>> begin Text passage

For nearly all ecommerce companies shipping direct to consumer, shipping expenses is one of the biggest impacts on the bottom line. Finding ways to reduce shipping costs can be an ongoing battle, but understanding how shipping costs are calculated and what impacts the costs can drastically help in your future rate negotiations.
The rates that are provided by many of the parcel carriers are not all inclusive. There are many other charges that are added to the base rates that calculate the price you pay for a shipment. Finding ways to reduce these additional or accessorial charges can drastically help improve the bottom line.
Fuel Surcharge:
What is a Fuel Surcharge? Fuel surcharge is a percentage of the total cost of the shipment added on to cover the cost of diesel fuel for the carriers. This charge typically ranges between 6-8% and can change on a weekly basis.
Reducing Fuel Surcharge. While it may be difficult to completely eliminate the fuel surcharge, there are several ways to reduce it. Work with the carriers during your negotiations to get reductions on the fuel surcharge. Everything in a contract is negotiable. Ship the product closer to the customer. Since the fuel surcharge is a percentage of the total cost, the lower the cost the lower the fuel surcharge.
Residential Surcharge:
What is a Residential Surcharge? A residential surcharge is a charge added to a shipment that is going to a residential address. This fee is currently $3.95 for ground and $4.55 for express packages.
Reducing Residential Surcharge: If you are shipping via UPS or FedEx a residential surcharge is difficult to get away from. Offering discounts for shipping to a business is one way to help reduce the number of residential packages. Other services like USPS do not have a residential surcharge and making sure you are accounting for that in you shipping methods is key.
Delivery Area Surcharge:
What is a Delivery Area Surcharge? A delivery area surcharge is applied to select zip codes by many carriers. These zip codes are generally remote areas and help to cover the costs of time and fuel outside of metro areas. These charges typically range from $2.80-$4.35.
Reducing Delivery Area Surcharges: Delivery area surcharges are most common with UPS and FedEx. To avoid these charges, use a USPS service or consolidator for those zip codes. Also, offering discounts for in store pickups or FedEx/UPS store pickups can also help.

>> end Text passage

◆ Stated goal ◆
In the text on shipping surcharges, what range do delivery area surcharges typically fall in?

>> begin Data lines

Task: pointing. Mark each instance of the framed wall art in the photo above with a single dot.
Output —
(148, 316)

>> end Data lines
>> begin Data lines

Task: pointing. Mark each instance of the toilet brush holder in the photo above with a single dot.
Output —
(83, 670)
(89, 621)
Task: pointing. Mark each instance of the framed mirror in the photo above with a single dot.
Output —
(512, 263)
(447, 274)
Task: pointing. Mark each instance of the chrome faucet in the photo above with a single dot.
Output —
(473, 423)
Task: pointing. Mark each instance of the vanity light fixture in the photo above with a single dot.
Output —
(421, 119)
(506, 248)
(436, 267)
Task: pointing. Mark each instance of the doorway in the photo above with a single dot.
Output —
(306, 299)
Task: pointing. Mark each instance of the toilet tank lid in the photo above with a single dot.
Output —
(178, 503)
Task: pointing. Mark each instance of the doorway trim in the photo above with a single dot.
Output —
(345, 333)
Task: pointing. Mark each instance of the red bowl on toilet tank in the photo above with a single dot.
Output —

>> end Data lines
>> begin Data lines

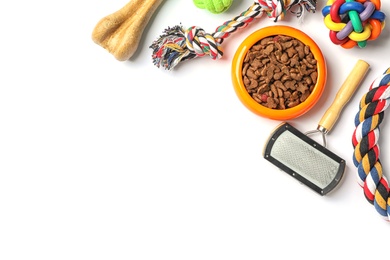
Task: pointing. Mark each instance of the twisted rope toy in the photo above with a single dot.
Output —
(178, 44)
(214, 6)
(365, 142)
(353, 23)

>> end Data lines

◆ Solution for this exercise ◆
$2.80-$4.35